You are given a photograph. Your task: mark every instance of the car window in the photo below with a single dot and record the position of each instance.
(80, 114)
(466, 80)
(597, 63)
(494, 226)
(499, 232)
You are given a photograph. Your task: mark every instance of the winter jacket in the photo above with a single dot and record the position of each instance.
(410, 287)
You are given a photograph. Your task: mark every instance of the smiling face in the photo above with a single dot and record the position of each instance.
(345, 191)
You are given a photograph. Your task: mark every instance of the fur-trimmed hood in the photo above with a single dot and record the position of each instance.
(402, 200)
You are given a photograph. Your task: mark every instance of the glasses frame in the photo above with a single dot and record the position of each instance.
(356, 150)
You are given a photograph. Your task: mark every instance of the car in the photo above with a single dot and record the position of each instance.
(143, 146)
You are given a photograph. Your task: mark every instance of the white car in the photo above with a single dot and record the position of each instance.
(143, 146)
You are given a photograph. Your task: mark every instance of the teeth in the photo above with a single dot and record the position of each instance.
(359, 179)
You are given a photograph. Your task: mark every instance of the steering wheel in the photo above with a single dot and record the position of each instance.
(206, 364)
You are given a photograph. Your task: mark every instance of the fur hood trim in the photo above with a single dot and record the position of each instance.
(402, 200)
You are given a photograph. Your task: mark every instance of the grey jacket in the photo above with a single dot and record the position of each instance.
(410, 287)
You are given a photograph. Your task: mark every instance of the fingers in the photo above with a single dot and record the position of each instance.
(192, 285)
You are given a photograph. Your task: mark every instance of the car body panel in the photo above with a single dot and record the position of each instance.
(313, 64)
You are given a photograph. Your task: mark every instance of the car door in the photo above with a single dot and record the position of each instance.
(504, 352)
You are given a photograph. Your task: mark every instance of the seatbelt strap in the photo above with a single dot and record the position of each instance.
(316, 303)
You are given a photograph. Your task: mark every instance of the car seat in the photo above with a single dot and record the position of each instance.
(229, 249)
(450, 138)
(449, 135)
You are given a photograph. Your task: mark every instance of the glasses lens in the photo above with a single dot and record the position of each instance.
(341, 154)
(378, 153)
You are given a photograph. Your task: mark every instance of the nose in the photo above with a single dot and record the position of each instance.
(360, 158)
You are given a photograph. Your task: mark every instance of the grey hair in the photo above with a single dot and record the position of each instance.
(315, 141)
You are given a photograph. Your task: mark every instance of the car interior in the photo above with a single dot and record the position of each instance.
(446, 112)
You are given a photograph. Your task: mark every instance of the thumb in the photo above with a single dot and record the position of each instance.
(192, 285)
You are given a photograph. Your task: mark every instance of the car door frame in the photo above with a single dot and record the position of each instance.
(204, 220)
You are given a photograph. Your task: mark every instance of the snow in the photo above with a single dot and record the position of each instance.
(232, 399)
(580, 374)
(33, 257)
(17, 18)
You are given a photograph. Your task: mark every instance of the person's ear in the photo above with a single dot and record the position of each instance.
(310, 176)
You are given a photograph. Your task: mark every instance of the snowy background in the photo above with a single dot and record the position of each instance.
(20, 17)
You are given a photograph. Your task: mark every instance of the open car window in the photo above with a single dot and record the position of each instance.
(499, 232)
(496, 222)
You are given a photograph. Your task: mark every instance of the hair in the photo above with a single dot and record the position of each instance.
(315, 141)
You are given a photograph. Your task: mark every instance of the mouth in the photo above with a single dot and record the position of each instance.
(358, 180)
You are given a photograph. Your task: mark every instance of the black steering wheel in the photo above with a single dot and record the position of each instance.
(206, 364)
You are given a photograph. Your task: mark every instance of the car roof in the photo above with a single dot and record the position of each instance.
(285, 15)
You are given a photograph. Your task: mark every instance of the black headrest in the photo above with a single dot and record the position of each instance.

Task goal: Give the listing above again in full, with no word altered.

Output for this exercise:
You are given a photograph. Your task: mark every instance of the car window in the photo below with a single dot and record the position of each instance.
(80, 114)
(466, 80)
(597, 63)
(494, 226)
(499, 232)
You are given a photograph. Your task: mark every instance of the winter jacket in the photo above with a single dot and record the position of each instance.
(410, 287)
You are given a photograph. Your task: mark every instance of the smiling face in the photo above with a single dot and record the position of each instance.
(345, 191)
You are given a photograph. Your task: mark every instance of the fur-trimmed hood in the photo above with a single dot and record the position of each instance.
(402, 200)
You are given a photograph. Your task: mark every instance of the glasses frame in the photo above with a single dot and record the position of each instance.
(356, 150)
You are given a photograph. Your task: mark every instance of the car in the photo above with a single dot and record the position of each instance.
(143, 146)
You are given a photograph. Your task: mark every instance of the white car in the photo above with a single dot and record the position of each instance.
(143, 146)
You are given a photograph. Your task: mark every instance of the teeth in the photo above with a single dot and record the position of each instance.
(359, 179)
You are given a photograph. Your task: mark every instance of the steering wheel in the photo above with a single dot and record the position of each instance.
(206, 364)
You are given a photograph. Your task: mark every instance of the fur hood trim in the photo above with a single dot and record the position of each instance.
(402, 200)
You are given a photograph. Your task: mark every instance of the grey jacket in the photo above with a single dot and record the position of each instance.
(410, 287)
You are given a photograph. Your task: mark every instance of the fingers in the photo above with a single dot and record the position of each instance.
(192, 285)
You are given a photograph. Your task: mark every instance of the car body panel in the photo above with a single dot and record the position of each instance.
(313, 64)
You are given a photograph. Your task: mark every instance of the car door in the photo above with a single dot and record the position of each instance.
(504, 352)
You are given a photograph. Your task: mark every instance of the seatbelt strap in the photo above with a single dot and record the position of each instance.
(316, 303)
You are given a photograph. Your task: mark every instance of the car seat in the photo above with a single dot and record the position of each instance.
(229, 249)
(450, 138)
(449, 135)
You are given a photograph. Your task: mark every instance of the glasses lens in the photo above with a single dot and record the position of each instance.
(341, 154)
(378, 153)
You are given a photograph. Your task: mark every instance of the nose in the photo above with a single dot and record the position of each instance.
(360, 158)
You are given a photograph. Your task: mark every instance of the grey hair in the photo above with a single dot and record the position of each instance.
(315, 141)
You are given a photograph. Your task: mark every instance of the car interior in the photo above with a single dot and record the position of each instance.
(446, 112)
You are given a photograph. Your task: mark every instance of the thumb in the photo above with a single dot and record the position of each instance.
(192, 285)
You are given a photograph. Your task: mark every instance of the car door frame in the photo above with a single dot and record the position of each instance.
(204, 220)
You are given a photograph. Your task: mark every instance of the snow in the photo above with a single dot and record the position of each instance.
(232, 399)
(580, 374)
(33, 257)
(17, 18)
You are given a photograph. Your task: mark every instance of the person's ear in the photo above with a single dot and record the position of each instance.
(310, 176)
You are given a photograph. Your task: mark every instance of the snowy background in the photo above with a single dot and record the position of each instance.
(20, 17)
You are given a photograph. Your task: mark every instance of the open car window in the photo above with a single dot and record the position of each instance.
(499, 232)
(496, 222)
You are given a photograph. Your task: mark every instance of the hair in the photo above with a single dot and record the position of each instance.
(315, 141)
You are given a photograph. Your task: mark every instance of the mouth in the photo above with a single dot and record the position of each instance.
(358, 180)
You are given a photograph. Your task: mark every instance of the black steering wheel in the photo above with a single dot and record the position of each instance.
(206, 364)
You are given a photograph. Your task: mark every instance of the car roof in the photo above with a single dot and record the position of each instance.
(285, 15)
You are given a photograph. Your task: mark every instance of the black headrest in the photo above with a single dot and record the position of each instance.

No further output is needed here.